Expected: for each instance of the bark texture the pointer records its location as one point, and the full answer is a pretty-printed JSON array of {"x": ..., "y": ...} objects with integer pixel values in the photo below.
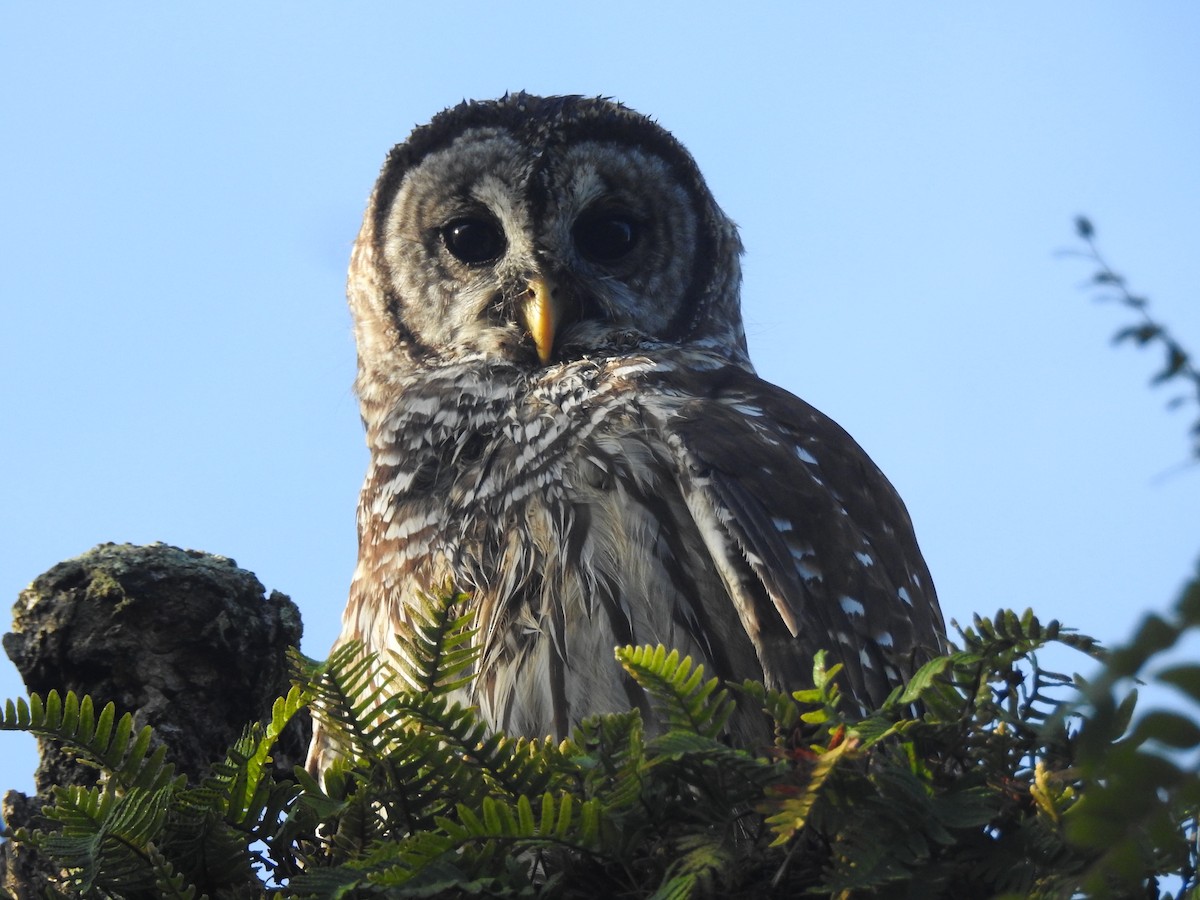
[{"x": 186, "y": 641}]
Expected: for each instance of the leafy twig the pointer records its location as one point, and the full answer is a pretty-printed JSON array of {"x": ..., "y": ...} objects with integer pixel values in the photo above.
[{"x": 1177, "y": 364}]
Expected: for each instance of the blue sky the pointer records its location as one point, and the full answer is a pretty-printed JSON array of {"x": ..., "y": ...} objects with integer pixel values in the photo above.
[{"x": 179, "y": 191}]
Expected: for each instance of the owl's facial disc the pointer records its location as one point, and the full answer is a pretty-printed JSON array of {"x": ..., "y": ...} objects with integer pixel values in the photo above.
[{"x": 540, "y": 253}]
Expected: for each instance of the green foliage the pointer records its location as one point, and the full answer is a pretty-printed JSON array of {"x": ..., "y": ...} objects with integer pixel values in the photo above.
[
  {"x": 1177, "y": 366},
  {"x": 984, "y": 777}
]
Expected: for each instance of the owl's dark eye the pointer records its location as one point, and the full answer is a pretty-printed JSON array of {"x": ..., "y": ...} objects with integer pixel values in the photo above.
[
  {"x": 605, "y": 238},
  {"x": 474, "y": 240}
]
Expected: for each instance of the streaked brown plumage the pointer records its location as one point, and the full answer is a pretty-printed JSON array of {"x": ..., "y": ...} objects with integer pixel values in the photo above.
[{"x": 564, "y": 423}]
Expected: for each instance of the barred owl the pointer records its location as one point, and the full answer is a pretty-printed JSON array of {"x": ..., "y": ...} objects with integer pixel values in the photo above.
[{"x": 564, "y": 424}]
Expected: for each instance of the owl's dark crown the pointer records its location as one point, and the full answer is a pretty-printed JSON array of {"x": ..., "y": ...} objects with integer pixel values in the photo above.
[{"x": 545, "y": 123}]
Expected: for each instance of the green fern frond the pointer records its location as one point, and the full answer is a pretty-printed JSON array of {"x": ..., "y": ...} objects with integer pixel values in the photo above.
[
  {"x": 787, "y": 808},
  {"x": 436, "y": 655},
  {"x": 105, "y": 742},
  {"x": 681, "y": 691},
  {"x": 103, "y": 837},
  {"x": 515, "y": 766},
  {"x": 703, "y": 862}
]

....

- Aim:
Rewrite all the material above as a numbered list with one line per entry. Skip any blank lines and leave out the picture.

- Task response:
1. Expected: for each instance of the bark texture the pointer records its location as one point, and the full answer is a pretty-printed JSON array of {"x": ..., "y": ...} objects with integer pixel values in the photo below.
2. [{"x": 186, "y": 641}]
3. Expected: for each instance of the leafy twig the pointer records its location as one point, and the full answer is a pretty-printed JSON array of {"x": ..., "y": ...} objects with integer pixel values in the photo above.
4. [{"x": 1177, "y": 364}]
5. Expected: for each instance of the blue sky the pointer records its location as one point, and the full answer is a pretty-printed JSON array of {"x": ..., "y": ...} objects with integer pixel values in the photo above.
6. [{"x": 179, "y": 191}]
7. Expected: for each instance of the owl's facial disc the pointer records its location as one point, and the full answer is a pretty-printed JSON array of {"x": ..., "y": ...} objects with integer pixel values in the photo above.
8. [{"x": 540, "y": 253}]
9. Expected: for each instance of the green foliage the pointer records its location as one point, and the full answer is a pretty-printed JSON array of {"x": ..., "y": ...} objects with integer pixel values in the photo above.
10. [
11.   {"x": 1177, "y": 366},
12.   {"x": 984, "y": 777}
13. ]
14. Expected: for each instance of the owl's dark eye the pointer records its location as one point, and the full answer is a pretty-printed JSON array of {"x": ..., "y": ...} objects with integer pixel values in the photo above.
15. [
16.   {"x": 605, "y": 238},
17.   {"x": 474, "y": 240}
18. ]
19. Expected: for each instance of the streaked brown plumage the pointer records its location as one point, and the full answer is a pretty-printed JSON array of {"x": ..., "y": ...} objects with integer pixel values in the photo above.
20. [{"x": 564, "y": 423}]
21. Expected: for each instance of the barred owl the pointer records its location as one point, and the full answer is a pretty-printed JSON array of {"x": ..., "y": ...} objects with integer pixel values in the photo above.
22. [{"x": 564, "y": 424}]
23. Expected: for each instance of the owl's dark crown the pointer records its location as one point, and the full answer is a pretty-printed JSON array of {"x": ..., "y": ...} objects with integer pixel values in the photo above.
24. [{"x": 545, "y": 123}]
25. Expected: for each instance of the green fern frond the pointer records its location as one point, and the full answer is a pretty-printed JSON array of {"x": ..., "y": ...} objects with integer pixel values in the photo above.
26. [
27.   {"x": 787, "y": 808},
28.   {"x": 436, "y": 655},
29.   {"x": 105, "y": 742},
30.   {"x": 681, "y": 691},
31.   {"x": 103, "y": 837},
32.   {"x": 515, "y": 766},
33.   {"x": 703, "y": 862}
34. ]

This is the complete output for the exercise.